__INSTRUCTIONS FOR THE TASK__
Rewrite the stretch of items from the start through the line containing "M 151 259 L" as a Markdown table with the columns Row and Line, numbering each line and omitting blank lines.

__RECORDS FOR THIS TASK__
::::::::::
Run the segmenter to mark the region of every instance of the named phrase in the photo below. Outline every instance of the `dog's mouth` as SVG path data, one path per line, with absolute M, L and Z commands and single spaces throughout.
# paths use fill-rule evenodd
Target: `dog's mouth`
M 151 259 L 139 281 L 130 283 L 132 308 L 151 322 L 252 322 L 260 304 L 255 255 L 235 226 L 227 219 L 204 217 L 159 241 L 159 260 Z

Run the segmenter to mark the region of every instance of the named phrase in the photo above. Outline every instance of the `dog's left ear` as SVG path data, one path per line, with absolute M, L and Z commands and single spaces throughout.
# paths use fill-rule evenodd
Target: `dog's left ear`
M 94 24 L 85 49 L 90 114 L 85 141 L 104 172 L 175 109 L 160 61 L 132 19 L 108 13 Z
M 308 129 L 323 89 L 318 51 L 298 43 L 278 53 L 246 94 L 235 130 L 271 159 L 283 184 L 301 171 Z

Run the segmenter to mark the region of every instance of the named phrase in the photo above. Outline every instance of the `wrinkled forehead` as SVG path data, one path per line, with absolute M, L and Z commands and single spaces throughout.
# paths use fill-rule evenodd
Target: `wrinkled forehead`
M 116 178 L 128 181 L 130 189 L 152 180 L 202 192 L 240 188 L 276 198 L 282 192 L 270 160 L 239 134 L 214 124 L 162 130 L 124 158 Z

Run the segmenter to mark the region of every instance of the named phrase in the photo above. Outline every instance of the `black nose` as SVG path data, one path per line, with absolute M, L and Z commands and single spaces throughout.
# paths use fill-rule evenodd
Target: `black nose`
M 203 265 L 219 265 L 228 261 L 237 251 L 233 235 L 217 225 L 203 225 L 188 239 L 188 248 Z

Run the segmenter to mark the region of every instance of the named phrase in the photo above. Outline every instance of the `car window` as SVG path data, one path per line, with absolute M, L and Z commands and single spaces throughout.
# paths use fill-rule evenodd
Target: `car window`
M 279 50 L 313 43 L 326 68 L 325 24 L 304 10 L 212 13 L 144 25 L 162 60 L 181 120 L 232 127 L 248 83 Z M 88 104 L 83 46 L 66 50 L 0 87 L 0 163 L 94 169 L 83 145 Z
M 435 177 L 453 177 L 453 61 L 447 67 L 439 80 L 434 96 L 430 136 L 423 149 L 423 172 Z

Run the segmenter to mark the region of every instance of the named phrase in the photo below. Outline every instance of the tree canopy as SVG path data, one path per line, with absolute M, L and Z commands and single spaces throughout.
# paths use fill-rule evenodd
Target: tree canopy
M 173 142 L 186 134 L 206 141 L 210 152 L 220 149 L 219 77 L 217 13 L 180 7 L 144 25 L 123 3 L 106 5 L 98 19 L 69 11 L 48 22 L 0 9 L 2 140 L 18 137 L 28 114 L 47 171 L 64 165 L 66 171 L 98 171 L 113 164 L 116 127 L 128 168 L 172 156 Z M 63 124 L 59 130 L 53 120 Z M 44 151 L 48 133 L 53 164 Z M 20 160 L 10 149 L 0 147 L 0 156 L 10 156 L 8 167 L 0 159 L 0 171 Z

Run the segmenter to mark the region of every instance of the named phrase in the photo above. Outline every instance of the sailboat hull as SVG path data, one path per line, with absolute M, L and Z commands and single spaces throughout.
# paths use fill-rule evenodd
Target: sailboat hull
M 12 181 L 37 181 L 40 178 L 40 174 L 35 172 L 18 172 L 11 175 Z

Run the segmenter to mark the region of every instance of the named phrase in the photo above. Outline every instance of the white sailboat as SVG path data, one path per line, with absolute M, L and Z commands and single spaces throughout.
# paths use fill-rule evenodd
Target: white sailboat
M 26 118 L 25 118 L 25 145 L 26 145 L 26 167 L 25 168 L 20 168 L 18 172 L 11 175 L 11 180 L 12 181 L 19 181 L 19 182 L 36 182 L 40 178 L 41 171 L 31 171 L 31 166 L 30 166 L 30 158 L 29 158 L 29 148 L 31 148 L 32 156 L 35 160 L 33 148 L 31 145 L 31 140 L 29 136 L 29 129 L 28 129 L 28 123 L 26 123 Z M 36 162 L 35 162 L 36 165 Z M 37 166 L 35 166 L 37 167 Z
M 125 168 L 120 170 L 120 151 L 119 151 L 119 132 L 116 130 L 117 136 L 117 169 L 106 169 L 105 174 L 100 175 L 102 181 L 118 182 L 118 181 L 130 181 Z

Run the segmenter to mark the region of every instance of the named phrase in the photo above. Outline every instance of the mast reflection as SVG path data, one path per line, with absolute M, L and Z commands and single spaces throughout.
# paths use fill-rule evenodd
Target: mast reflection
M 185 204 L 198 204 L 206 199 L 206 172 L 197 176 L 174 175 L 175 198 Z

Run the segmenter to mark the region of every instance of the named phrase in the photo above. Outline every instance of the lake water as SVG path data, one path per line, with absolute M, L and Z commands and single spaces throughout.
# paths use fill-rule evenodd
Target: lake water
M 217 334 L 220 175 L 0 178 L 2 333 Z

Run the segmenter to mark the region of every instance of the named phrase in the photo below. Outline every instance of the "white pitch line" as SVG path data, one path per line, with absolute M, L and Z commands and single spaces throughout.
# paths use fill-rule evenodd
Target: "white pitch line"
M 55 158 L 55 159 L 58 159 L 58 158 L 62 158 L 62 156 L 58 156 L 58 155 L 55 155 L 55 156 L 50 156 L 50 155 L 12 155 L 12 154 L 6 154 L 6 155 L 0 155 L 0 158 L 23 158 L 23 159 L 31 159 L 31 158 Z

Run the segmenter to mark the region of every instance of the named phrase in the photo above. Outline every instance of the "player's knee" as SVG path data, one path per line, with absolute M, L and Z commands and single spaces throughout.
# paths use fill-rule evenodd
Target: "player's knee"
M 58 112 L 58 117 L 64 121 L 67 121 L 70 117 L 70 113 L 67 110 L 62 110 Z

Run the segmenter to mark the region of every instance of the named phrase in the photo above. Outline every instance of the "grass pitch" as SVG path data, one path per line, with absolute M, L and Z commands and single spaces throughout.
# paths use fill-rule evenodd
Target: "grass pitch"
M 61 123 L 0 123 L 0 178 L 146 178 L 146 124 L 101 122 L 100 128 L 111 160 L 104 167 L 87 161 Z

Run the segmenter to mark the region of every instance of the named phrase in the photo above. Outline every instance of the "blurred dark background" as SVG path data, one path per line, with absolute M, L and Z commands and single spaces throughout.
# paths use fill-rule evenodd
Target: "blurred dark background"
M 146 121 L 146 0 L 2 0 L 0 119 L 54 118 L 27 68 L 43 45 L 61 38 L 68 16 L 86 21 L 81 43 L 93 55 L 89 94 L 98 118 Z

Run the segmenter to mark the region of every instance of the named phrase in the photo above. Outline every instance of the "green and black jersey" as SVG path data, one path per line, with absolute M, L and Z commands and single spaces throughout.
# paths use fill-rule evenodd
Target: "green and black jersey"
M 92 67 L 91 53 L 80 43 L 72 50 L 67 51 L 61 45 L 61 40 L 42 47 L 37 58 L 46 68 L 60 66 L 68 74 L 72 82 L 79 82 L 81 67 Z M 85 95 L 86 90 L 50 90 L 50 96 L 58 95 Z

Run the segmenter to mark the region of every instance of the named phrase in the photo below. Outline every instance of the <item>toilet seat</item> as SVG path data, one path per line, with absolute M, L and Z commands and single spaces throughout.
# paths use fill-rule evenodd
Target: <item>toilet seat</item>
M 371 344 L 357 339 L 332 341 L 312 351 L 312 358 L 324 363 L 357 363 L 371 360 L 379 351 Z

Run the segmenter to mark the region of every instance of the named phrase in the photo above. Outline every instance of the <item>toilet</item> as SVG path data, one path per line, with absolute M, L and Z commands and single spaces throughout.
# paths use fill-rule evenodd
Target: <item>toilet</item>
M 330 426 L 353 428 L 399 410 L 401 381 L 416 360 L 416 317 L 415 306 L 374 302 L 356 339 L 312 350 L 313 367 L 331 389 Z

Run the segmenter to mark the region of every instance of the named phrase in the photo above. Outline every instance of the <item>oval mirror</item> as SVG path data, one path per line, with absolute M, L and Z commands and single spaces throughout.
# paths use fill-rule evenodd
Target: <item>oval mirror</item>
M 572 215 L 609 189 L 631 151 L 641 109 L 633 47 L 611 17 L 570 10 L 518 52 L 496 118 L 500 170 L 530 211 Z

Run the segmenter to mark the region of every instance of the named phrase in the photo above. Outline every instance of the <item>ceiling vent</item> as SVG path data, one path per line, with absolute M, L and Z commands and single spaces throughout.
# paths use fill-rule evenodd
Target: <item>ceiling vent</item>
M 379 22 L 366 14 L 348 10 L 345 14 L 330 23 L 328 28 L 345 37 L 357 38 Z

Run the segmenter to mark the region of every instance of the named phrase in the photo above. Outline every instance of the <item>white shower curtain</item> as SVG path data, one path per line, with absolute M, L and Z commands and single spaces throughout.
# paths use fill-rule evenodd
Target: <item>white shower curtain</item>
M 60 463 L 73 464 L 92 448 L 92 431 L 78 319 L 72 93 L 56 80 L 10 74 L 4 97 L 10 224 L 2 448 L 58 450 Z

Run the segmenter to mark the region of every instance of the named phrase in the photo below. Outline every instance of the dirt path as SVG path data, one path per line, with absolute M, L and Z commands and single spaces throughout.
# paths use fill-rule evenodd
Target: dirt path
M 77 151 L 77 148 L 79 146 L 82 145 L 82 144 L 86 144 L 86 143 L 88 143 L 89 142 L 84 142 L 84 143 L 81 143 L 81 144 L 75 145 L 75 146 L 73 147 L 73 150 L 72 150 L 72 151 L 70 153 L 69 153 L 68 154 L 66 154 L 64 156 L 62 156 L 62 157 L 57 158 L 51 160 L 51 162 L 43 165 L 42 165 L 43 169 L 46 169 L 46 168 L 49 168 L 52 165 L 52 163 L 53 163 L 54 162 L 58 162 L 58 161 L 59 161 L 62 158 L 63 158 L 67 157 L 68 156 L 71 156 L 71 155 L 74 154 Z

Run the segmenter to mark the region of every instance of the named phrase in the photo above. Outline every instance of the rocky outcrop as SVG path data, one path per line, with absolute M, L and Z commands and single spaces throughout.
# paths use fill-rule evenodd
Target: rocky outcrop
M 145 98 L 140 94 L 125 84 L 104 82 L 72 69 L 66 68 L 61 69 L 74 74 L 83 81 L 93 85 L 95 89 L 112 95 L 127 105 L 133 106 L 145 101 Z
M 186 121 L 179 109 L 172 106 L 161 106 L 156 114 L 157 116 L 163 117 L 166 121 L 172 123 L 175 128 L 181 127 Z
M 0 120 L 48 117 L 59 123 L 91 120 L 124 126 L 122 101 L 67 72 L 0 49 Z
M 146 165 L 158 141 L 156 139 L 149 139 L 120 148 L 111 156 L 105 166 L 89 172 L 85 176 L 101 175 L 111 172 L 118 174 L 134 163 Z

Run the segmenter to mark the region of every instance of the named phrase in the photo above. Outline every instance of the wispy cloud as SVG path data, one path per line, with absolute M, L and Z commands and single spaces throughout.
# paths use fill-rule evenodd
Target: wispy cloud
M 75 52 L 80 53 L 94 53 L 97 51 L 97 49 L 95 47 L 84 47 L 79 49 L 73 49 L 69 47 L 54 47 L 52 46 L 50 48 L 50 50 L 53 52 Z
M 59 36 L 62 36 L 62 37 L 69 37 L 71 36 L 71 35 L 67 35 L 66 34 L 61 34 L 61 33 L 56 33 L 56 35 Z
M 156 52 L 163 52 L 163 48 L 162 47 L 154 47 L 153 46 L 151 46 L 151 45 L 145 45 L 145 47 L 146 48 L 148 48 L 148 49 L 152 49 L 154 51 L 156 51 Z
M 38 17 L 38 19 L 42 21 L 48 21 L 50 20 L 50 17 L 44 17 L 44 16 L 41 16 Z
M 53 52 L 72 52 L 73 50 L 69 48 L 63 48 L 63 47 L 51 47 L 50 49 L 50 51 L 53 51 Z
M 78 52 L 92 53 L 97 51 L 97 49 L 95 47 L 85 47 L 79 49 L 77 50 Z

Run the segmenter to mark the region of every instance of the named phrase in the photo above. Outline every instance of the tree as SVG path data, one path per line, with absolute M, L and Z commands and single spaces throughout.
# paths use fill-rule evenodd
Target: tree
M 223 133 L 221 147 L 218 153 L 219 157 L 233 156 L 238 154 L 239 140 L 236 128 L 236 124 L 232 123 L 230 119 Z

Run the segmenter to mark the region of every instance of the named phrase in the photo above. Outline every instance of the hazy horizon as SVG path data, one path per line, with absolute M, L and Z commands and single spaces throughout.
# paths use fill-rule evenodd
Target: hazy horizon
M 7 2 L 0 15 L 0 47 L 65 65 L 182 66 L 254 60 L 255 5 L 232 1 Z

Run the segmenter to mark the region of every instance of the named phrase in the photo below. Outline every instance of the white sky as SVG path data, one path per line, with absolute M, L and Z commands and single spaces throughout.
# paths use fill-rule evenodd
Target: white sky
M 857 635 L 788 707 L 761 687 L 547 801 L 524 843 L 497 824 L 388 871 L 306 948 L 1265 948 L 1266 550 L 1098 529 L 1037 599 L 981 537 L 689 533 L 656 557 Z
::::::::::
__CORRECT ANSWER__
| Row | Line |
|---|---|
| 1 | Run the segmenter to mark the region of every instance of the named phrase in the photo below. Outline every instance of the `dog's mouth` as SVG path data, one path per line, with absolute M, L and Z commands and single spaces throughout. |
| 2 | # paths use fill-rule evenodd |
| 3 | Target: `dog's mouth` |
| 4 | M 151 259 L 139 281 L 130 283 L 132 308 L 151 322 L 252 322 L 260 304 L 255 255 L 235 226 L 227 219 L 204 217 L 159 241 L 159 260 Z |